Exercise brief =
Translate the sentence "The objective is to protect the currency from extreme volatility." from the economics article below into French.

═══ Source document

A fixed rate is the regime by which a government ties the exchange rate of its sovereign currency to another country’s currency, or to the price of gold. The objective is to protect the currency from extreme volatility. In the 1990s, the rupee’s fixed exchange rate was tied to the US dollar.

“What happened [in India] is exactly what tends to happen with fixed exchange rate regimes,” Mosler told THE WEEK. “Understanding the difference between fixed and floating exchange rate policies is what led the IMF cease recommending fixed exchange rate policies, and instead encourage floating exchange rate policies, [so that] what happened to India need never happen again.”

So, are the lessons from the 1990s still relevant? “First, we need to understand that most of the currencies are fiat currencies now, except European Union countries and a few others. It is not linked to gold or dollar any more,” said Rajender. “The government being the currency issuer, there is no limit on [issuing money] to back up productive work. As long as employable resources are there, the government can spend. Restrictions like fiscal deficit and debt-to-GDP ratio are self-created, with no sanctity or justification in a fiat currency system.”

Economics at work: The National Rural Employment Guarantee Scheme benefits six crore families every year | AP Economics at work: The National Rural Employment Guarantee Scheme benefits six crore families every year | AP

To be sure, the ongoing economic crisis is worse than what India had dealt with in the 1990s. In July, RBI Governor Shaktikanta Das said the pandemic had caused “the worst health and economic crisis in the last 100 years in peace time.”

“Some 40 crore Indians are being pushed below the poverty line,” said Tharoor. “This is a time of widespread economic harm, and a strong and generous programme of direct cash assistance will provide desperately needed immediate relief to the multitude of Indians who are suffering on a daily basis.”

MMT economists, however, do not recommend long-term cash transfers or income-guarantee schemes. “Such measures, without ensuring productive work, would lead to inflation,” said Rajender. And inflation leads to currency devaluation. “With [income-guarantee schemes], the government imposes tax liabilities and then gives people the funds to pay the tax,” said Mosler.

Such handouts can have adverse effects. For instance, Brazil spent billions of dollars on monthly stipends to the unemployed during the Covid lockdown. While it reduced economic inequality, the handouts also led to a spike in inflation and food prices.

A middle path could be what the economist Jean Drèze has proposed: An urban counterpart of the NREGA, in which the government does not guarantee employment, but instead issues ‘job stamps’ and distributes them to approved public institutions—schools, colleges, jails, municipalities, government departments, health centres and neighbourhood associations. The institutions would be free to convert each job stamp to employ people in a specified period. Drèze calls it DUET, or decentralised urban employment and training.

“I don’t have any view on MMT,” Drèze told THE WEEK. “Since DUET is not an employment guarantee but an employment scheme, the level of expenditure is flexible. My sense is that, initially at least, the use of job stamps by public institutions may not be very intensive. Therefore, job stamps could be distributed quite liberally to public institutions, and the cost will not be very large.”

Mosler said the programme could work. “It pays people to work and become more employable for other employers,” he said. “And if the wage is stable, it is not inflationary.”

Too radical a plan? Perhaps not.

At the Festschrift in Columbia, Krugman had revealed the most important lessons Bhagwati had taught him—“open-mindedness, a willingness to see things differently, and not to be bound by an orthodoxy”. “I think one of the things you discover as the years go by is that what seems to be a completely radical break actually starts to fit into the grand tradition—and you see where it actually relates to what came before,” he said. “Then [the break] no longer seems as revolutionary as it did, but that’s fine.”

Such a break, from monetary tradition, happened in 1914. And it could happen again. Surely, India could well use one break.

══════
═══ Data excerpts

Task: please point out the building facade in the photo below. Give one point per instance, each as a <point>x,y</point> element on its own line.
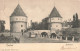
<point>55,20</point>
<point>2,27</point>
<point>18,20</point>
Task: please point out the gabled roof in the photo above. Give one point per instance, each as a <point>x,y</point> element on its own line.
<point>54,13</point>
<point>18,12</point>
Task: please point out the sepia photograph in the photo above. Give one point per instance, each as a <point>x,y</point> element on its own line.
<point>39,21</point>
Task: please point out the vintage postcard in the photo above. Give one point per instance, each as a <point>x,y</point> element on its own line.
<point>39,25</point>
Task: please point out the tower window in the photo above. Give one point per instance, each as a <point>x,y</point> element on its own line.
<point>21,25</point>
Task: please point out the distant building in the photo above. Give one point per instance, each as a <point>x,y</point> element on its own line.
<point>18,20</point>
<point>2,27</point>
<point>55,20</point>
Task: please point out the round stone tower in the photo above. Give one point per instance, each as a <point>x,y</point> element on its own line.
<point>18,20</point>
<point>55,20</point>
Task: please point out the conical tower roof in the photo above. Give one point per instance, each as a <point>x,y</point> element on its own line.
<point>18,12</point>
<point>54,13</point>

══════
═══ Data excerpts

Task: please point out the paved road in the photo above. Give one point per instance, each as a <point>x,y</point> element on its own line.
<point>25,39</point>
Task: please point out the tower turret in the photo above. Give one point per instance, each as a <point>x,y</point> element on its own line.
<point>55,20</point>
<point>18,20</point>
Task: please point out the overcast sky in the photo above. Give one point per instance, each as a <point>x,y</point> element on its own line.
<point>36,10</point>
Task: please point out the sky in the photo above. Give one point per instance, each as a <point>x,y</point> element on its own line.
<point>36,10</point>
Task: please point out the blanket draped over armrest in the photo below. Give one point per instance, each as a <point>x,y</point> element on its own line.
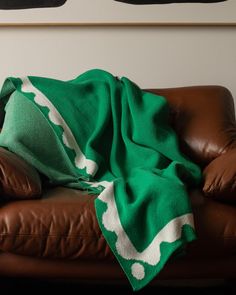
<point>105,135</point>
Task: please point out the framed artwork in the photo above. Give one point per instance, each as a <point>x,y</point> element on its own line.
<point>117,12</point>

══════
═══ Data excerpts

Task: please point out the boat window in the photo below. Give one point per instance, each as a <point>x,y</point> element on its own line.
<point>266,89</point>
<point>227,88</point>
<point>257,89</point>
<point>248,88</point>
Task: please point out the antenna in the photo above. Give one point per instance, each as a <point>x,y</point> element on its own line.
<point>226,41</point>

══════

Answer space =
L'objectif est de protéger la monnaie contre une volatilité extrême.